Scale the stretch from the line containing "target | asphalt road" through the end of the listing: reproduce only those lines, the requests included, with each answer's pixel coordinates multiplied by 0.2 and rounded to whole numbers, halves rounding up.
+ + + +
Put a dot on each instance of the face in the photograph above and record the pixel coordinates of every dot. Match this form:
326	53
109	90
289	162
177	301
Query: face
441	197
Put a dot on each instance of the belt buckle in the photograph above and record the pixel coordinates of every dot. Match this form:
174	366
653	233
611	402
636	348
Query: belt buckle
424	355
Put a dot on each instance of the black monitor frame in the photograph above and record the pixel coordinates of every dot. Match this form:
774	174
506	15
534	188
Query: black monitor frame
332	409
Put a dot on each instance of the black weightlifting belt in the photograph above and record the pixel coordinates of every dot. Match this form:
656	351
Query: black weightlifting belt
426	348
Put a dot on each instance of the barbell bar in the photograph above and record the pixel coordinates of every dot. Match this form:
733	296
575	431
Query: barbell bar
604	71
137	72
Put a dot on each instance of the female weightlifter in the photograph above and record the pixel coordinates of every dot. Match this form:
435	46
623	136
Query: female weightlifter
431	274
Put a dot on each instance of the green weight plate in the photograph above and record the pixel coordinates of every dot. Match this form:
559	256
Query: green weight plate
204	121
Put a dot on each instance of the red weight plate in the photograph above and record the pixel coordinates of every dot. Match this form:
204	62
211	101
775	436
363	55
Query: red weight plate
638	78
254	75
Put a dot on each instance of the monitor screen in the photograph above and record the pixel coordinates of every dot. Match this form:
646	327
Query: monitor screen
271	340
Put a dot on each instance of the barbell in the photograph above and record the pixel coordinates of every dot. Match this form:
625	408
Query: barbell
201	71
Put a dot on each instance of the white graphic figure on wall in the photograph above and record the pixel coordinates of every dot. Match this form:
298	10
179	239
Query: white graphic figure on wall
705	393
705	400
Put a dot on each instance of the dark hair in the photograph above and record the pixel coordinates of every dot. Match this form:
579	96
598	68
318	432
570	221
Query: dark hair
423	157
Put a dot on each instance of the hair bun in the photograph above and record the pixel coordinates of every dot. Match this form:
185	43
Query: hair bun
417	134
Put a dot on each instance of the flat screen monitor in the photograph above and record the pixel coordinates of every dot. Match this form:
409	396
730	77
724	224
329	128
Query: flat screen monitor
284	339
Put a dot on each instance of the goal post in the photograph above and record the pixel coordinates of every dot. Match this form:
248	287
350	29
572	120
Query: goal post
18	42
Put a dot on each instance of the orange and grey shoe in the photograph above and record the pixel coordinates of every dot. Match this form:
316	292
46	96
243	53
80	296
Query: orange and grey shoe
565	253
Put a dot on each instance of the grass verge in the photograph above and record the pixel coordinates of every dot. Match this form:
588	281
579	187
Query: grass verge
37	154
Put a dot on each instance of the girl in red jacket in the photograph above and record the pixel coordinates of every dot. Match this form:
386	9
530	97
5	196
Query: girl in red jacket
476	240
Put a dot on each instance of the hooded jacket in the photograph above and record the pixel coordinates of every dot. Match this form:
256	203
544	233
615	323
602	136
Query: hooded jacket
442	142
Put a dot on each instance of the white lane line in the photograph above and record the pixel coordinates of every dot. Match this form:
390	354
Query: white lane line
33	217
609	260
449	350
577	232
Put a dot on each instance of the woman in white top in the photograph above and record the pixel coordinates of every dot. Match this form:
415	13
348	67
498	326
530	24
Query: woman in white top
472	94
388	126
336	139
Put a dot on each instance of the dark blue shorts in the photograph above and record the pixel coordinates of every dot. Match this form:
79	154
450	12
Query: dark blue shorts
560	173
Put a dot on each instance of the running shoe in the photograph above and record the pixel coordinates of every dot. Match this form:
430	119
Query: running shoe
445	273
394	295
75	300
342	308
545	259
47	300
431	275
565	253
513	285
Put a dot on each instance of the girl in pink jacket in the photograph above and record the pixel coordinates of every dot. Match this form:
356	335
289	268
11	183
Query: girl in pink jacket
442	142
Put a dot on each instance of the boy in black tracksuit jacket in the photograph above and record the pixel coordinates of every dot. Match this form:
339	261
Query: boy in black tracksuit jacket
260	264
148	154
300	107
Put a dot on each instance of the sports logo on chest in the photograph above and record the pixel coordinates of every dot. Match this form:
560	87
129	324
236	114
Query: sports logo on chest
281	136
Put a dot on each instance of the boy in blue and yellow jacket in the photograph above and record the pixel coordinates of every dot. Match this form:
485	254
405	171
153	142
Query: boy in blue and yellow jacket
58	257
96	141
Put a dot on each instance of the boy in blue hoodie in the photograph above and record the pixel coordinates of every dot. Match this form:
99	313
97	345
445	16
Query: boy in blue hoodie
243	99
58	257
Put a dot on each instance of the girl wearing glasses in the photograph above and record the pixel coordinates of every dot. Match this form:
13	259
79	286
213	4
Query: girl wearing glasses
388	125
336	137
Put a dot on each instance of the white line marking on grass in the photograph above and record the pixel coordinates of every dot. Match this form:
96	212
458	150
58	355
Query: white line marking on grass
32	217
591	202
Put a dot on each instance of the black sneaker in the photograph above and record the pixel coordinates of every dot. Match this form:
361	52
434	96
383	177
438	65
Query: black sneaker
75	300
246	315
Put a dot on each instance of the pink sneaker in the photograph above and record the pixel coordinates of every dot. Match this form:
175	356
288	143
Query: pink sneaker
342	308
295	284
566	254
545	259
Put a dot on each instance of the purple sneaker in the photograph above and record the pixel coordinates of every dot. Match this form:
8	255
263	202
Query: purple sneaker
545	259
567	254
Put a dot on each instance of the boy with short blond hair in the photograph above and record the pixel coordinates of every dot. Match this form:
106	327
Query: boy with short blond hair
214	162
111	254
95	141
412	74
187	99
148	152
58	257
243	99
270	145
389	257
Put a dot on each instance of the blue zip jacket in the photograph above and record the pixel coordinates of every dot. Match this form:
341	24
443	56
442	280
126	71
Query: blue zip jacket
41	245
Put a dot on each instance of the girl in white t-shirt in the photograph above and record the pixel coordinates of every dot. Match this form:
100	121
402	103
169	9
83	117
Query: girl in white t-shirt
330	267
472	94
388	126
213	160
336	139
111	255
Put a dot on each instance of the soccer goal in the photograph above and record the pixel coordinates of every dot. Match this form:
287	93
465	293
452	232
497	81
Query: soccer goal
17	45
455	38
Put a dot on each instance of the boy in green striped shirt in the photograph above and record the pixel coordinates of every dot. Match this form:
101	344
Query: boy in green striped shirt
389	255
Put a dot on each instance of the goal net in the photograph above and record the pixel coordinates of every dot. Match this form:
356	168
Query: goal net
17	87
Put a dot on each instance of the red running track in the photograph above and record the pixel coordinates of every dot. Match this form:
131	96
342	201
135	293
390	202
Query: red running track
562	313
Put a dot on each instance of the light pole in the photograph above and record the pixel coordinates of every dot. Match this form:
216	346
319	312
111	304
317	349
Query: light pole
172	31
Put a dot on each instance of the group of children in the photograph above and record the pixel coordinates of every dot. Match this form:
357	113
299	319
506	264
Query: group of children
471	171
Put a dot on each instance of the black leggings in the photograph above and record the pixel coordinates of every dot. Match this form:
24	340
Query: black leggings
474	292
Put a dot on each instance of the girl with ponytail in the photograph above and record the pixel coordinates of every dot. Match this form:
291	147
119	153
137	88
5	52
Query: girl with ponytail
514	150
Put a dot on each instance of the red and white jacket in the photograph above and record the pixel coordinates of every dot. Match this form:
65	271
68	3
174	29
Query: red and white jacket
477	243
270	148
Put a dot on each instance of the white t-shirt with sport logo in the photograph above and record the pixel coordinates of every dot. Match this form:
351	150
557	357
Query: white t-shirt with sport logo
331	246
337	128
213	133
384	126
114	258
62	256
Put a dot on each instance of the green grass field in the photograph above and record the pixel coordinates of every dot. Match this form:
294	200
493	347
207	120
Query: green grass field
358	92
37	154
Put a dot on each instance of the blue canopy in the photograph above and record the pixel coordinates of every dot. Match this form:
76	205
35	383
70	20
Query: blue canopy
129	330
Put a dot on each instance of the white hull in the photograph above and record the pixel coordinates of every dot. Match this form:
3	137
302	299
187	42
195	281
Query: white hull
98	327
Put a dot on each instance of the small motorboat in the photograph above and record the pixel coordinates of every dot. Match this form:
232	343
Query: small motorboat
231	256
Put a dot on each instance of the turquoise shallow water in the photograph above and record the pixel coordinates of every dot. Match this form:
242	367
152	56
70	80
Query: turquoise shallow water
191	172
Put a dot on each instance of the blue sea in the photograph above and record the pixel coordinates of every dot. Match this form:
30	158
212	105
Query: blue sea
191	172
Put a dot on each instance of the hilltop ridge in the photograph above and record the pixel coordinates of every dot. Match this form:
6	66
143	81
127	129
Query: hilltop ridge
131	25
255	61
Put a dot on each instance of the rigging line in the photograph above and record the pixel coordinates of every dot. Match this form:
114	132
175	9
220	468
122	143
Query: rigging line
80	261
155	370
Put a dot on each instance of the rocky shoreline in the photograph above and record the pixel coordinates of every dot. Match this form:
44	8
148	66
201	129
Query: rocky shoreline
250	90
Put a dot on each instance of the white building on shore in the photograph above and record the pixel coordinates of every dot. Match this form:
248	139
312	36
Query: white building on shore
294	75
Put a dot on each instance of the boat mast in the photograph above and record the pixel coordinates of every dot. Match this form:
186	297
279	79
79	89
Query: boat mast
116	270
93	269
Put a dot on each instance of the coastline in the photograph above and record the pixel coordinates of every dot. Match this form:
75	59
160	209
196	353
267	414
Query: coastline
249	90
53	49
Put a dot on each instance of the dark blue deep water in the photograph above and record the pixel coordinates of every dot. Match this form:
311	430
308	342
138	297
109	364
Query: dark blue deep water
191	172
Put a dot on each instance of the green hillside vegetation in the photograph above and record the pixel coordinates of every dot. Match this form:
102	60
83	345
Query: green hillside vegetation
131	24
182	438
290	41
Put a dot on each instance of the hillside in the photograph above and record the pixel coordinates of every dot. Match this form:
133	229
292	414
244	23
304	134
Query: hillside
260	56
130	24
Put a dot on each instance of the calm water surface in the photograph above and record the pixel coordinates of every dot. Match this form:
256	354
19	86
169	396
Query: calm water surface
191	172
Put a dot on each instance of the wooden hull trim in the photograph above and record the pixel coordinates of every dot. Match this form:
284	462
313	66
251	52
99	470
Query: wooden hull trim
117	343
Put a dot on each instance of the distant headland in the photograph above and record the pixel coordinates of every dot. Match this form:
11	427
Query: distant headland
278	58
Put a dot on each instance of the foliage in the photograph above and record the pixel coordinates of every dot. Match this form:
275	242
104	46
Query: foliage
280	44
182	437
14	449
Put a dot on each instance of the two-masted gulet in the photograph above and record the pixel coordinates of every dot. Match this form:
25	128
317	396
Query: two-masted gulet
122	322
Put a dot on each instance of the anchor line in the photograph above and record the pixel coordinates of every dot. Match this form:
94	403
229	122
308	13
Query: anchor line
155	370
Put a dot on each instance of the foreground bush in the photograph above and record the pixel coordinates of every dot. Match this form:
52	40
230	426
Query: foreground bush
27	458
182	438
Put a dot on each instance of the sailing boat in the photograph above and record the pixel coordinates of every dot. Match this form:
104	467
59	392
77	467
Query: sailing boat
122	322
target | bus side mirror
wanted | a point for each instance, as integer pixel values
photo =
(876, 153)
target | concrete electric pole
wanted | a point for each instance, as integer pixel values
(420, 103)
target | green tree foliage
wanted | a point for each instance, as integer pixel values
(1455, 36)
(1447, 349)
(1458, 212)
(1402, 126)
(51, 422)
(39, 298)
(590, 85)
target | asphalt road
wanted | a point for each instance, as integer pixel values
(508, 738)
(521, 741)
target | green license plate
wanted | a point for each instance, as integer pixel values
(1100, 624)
+ + + +
_RESPONSE_.
target | asphalt road
wanted | a point for each instance, as integer pixel values
(102, 148)
(104, 148)
target | green license plate
wanted | a point for each instance, as integer pixel values
(220, 125)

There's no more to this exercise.